====== Extrait de page

À quelques mois des élections générales de 2026, la scène politique béninoise est en pleine ébullition. Des partis de la mouvance présidentielle, notamment l’Union Progressiste le Renouveau (UPR), le Bloc Républicain (BR) et la FCBE, ont conclu un accord de gouvernance inédit. Dans le même temps, une main est tendue vers le principal parti d’opposition, Les Démocrates, pour un possible rapprochement. Ces manœuvres politiques, rendues possibles par les dispositions du Code électoral adopté le 5 mars 2024, suscitent des interrogations sur leur portée réelle, leur légalité, et les implications qu’elles pourraient avoir sur l’équité du processus électoral.
Un code électoral restrictif… mais stratégique
Le nouveau Code électoral, tout en conservant l’interdiction formelle des alliances électorales, introduit la possibilité pour les partis de conclure des accords de gouvernance. Il ne s’agit pas de coalitions pour se présenter ensemble, mais d’ententes post-électorales, une fois les suffrages exprimés, permettant aux partis de mutualiser leurs forces pour former des groupes parlementaires ou accéder aux fonctions stratégiques (parrainages, postes, majorité législative). Cette subtile ouverture juridique semble avoir été taillée sur mesure pour permettre aux partis proches du pouvoir de contourner les limites imposées par la réforme du système partisan de 2018, sans enfreindre la charte des partis.

============

• **Consigne 1**
D'après l'extrait sur la politique béninoise, à quelle date le Code électoral a-t-il été adopté ?

====== Données d'entrée

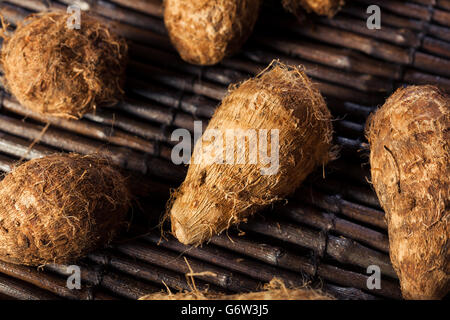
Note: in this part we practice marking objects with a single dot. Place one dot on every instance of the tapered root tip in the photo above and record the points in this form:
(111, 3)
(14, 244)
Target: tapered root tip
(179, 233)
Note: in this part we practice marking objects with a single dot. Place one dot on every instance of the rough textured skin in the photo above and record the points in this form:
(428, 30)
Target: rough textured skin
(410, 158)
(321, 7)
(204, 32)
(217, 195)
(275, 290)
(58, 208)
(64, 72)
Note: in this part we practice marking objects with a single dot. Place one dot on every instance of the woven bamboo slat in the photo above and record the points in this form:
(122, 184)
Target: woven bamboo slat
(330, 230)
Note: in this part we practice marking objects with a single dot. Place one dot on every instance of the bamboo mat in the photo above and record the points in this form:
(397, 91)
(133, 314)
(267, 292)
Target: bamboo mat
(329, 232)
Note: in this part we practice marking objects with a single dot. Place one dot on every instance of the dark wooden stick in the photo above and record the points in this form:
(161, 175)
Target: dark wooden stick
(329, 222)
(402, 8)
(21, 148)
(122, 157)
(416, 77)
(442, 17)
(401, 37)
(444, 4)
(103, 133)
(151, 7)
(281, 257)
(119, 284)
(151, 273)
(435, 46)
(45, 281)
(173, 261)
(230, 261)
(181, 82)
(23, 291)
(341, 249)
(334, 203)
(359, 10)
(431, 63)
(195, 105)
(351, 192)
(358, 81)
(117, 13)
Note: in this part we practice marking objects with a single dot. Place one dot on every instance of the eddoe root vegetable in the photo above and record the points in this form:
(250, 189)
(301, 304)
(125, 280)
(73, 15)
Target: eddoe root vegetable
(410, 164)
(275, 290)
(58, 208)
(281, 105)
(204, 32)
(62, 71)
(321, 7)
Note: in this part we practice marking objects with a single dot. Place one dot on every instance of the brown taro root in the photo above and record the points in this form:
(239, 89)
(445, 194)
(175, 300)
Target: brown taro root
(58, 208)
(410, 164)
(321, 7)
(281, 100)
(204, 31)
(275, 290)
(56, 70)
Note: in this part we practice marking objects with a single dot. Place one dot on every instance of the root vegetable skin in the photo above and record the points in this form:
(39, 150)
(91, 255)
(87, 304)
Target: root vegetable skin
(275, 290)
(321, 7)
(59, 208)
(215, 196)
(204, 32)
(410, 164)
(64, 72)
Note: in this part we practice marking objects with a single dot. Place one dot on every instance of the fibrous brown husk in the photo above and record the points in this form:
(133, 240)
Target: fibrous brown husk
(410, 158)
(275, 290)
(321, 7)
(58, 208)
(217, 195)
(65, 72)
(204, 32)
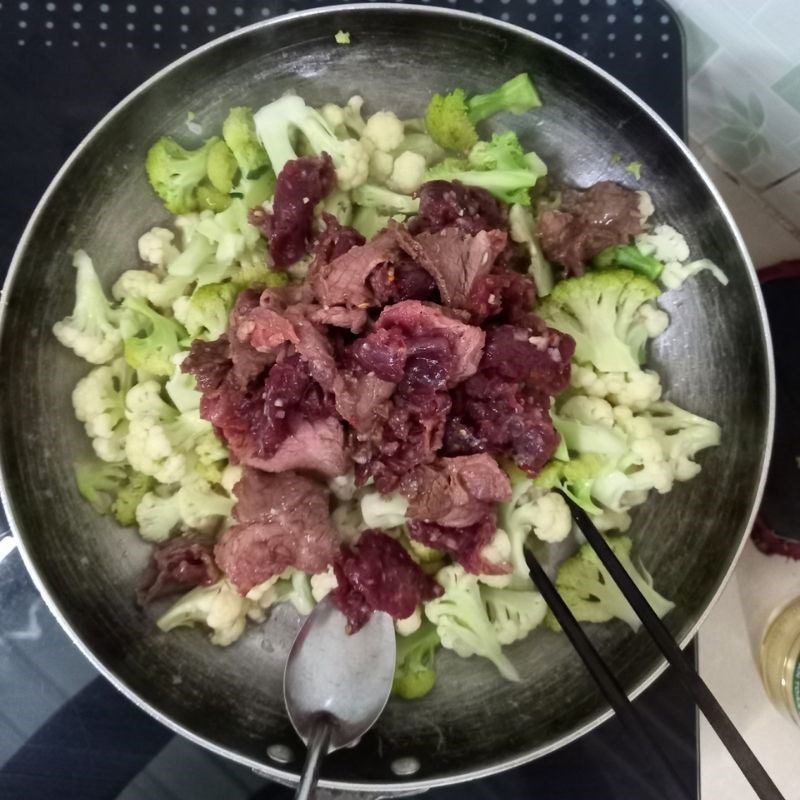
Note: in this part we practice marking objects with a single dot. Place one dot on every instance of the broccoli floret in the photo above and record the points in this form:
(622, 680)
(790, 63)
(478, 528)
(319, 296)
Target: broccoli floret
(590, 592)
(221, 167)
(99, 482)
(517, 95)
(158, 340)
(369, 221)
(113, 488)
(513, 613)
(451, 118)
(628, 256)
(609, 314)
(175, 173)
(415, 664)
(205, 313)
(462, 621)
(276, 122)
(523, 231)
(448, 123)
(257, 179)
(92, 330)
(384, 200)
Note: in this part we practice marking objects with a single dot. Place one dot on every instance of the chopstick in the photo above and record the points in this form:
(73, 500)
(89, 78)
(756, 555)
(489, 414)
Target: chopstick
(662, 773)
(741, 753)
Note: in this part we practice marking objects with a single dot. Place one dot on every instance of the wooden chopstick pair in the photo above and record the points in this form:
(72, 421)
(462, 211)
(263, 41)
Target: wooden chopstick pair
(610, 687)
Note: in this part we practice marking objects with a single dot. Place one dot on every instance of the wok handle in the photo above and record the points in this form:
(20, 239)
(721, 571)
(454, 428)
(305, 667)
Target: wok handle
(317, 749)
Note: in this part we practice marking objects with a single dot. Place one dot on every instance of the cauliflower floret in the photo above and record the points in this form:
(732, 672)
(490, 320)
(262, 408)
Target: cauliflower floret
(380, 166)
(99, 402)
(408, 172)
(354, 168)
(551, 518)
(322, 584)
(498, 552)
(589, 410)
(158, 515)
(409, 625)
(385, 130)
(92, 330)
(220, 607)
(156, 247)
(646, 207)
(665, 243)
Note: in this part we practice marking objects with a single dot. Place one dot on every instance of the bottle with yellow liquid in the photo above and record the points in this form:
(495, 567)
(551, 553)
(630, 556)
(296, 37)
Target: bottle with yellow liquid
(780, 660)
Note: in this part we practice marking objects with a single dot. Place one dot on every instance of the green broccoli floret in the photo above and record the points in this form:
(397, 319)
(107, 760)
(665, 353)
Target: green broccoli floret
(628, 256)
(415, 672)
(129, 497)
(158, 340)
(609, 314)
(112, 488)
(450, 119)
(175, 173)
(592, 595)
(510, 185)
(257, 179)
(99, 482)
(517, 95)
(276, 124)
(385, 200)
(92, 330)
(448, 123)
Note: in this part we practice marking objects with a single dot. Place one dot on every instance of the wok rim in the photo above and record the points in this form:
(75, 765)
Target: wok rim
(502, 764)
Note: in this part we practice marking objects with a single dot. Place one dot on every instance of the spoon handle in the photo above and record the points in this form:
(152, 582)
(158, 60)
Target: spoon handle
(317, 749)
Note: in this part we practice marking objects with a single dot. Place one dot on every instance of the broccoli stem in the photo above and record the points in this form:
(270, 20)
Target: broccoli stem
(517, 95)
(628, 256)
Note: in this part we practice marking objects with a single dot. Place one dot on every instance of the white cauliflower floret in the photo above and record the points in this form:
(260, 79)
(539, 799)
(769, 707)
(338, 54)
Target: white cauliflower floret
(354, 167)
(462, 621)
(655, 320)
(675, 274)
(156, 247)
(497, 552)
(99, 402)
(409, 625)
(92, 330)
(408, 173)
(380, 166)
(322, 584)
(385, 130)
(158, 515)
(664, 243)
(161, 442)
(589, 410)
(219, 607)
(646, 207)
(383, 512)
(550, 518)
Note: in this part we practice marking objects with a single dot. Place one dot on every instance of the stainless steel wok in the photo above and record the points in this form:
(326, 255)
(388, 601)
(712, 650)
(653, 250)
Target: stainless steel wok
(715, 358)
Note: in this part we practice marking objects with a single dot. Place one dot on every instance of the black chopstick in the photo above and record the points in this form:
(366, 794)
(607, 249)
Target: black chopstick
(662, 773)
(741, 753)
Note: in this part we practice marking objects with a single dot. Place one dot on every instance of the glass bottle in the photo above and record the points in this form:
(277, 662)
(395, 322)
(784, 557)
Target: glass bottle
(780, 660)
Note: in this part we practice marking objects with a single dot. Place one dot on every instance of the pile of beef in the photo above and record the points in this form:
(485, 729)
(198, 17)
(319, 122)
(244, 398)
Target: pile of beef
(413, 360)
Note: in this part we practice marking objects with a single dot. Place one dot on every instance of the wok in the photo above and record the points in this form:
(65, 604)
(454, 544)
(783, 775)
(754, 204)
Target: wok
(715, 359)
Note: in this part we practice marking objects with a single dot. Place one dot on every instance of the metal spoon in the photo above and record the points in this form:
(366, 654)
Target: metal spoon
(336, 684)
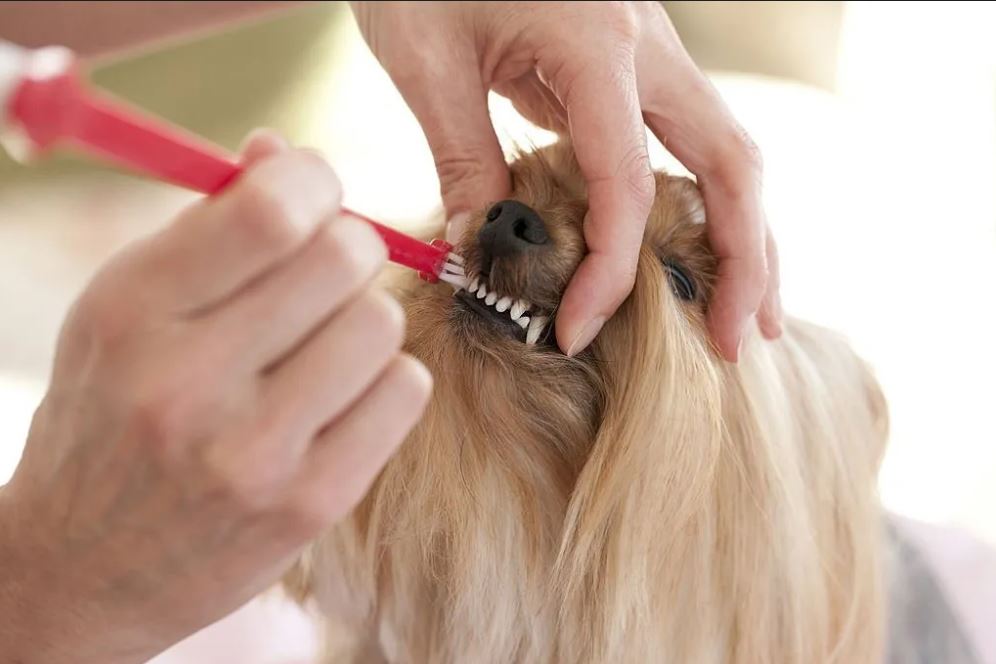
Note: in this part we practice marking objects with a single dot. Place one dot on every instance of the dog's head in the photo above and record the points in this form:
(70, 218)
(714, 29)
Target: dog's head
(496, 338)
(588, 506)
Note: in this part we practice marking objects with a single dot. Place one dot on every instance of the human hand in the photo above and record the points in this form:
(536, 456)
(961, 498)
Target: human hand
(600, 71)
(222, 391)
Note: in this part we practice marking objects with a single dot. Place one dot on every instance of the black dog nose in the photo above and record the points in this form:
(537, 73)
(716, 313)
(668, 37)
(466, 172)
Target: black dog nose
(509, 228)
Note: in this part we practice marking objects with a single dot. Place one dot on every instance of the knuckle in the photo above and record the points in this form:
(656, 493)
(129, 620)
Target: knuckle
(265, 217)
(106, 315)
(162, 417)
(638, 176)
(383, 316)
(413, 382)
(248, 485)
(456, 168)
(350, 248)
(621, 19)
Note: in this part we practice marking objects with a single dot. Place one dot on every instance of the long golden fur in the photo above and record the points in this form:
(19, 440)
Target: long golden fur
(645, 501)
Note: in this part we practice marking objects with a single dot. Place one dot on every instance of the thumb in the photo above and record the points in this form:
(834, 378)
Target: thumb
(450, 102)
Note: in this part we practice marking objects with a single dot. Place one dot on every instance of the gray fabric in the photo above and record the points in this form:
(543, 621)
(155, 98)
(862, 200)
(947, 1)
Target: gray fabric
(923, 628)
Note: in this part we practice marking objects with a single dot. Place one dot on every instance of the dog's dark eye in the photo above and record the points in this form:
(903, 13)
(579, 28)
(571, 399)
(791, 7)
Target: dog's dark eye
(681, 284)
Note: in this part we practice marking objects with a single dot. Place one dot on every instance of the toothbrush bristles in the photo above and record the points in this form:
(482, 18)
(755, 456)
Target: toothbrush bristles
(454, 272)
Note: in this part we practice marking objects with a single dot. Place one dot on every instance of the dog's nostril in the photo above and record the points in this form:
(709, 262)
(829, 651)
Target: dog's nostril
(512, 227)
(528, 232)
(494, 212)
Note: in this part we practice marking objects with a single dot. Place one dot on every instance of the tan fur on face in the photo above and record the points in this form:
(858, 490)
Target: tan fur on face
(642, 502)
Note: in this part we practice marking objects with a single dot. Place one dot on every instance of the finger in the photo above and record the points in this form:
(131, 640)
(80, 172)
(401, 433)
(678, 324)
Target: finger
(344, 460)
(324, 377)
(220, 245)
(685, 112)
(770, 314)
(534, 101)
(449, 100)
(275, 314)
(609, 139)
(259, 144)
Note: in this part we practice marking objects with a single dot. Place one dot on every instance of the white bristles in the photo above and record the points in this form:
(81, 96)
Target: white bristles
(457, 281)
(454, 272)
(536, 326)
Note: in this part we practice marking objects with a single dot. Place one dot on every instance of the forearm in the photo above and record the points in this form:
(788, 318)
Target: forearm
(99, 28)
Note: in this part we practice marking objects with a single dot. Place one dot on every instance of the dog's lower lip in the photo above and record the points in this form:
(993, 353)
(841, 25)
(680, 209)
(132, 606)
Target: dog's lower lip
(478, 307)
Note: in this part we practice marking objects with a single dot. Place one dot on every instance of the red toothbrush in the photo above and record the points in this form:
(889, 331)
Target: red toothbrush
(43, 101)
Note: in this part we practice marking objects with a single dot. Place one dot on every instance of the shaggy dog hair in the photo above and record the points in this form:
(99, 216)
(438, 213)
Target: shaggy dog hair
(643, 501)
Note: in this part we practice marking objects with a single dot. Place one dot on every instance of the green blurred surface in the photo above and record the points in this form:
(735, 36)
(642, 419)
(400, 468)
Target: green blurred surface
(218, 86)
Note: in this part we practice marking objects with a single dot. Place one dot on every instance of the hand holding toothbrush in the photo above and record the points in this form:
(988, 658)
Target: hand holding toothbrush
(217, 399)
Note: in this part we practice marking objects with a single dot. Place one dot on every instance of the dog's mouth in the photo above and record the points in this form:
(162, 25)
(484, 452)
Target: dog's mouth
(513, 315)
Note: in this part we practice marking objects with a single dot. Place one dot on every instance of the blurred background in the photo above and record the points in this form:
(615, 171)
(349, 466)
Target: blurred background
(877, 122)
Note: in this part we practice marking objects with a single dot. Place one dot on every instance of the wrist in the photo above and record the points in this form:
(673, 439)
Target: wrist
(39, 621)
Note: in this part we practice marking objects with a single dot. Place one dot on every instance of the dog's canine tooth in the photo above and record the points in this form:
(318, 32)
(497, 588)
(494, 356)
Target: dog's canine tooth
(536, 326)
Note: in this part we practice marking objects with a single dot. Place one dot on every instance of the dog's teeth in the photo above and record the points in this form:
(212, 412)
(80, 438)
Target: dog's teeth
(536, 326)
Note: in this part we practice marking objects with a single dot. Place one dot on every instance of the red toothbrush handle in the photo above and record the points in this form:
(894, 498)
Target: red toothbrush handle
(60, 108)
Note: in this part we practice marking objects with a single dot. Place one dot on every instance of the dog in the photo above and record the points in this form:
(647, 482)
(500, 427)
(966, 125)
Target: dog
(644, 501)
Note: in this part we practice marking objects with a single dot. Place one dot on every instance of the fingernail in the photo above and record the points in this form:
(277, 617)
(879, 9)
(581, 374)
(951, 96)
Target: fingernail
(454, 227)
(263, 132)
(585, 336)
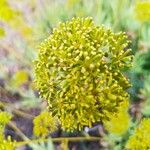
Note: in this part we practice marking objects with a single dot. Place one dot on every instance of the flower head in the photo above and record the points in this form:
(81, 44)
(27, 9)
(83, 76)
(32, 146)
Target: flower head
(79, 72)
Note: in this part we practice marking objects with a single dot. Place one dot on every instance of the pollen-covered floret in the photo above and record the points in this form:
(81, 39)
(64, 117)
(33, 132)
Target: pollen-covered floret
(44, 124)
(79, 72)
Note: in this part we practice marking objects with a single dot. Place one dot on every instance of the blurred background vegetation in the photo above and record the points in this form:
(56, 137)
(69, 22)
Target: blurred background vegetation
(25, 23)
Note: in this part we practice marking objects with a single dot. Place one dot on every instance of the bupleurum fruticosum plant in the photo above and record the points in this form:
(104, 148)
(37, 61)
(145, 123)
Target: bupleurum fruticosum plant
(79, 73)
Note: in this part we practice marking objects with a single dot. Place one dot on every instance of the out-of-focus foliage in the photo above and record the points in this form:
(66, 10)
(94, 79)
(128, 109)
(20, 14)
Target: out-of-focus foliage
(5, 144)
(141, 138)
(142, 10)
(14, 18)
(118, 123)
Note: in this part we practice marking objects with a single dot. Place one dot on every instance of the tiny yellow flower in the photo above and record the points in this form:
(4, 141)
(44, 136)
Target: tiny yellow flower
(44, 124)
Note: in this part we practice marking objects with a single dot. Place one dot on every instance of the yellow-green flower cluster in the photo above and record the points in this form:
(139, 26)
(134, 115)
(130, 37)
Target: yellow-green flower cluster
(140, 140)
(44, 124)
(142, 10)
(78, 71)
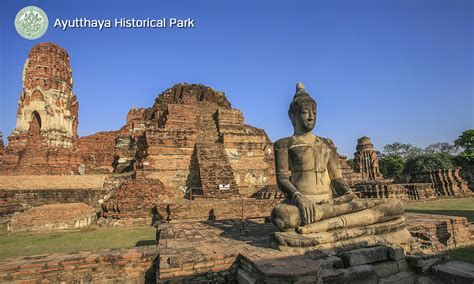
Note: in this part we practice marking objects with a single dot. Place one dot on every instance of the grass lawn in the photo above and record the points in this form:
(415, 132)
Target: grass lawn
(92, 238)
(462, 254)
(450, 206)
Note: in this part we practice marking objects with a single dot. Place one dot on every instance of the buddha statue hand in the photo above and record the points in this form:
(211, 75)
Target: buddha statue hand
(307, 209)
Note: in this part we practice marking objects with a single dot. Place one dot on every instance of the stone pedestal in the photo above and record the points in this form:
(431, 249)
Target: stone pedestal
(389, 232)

============

• **Consigne 2**
Recopiez les lignes, consignes incluses, depuis celle qui contient "of the stone" jusqu'à la fin des lignes, en multipliant par 0,5 les coordonnées des réponses et en arrondissant à l'entier, les demis vers le haut. Laissez intacts les exemples de format.

• **Résultat obtenu 1**
Le 5 mars 2024.

• **Résultat obtenu 2**
Note: in this part we practice marking objects with a single dot. Place one dot on every instance of the stone pedestal in the photo above and record the points in this form:
(431, 249)
Target: stone pedestal
(195, 116)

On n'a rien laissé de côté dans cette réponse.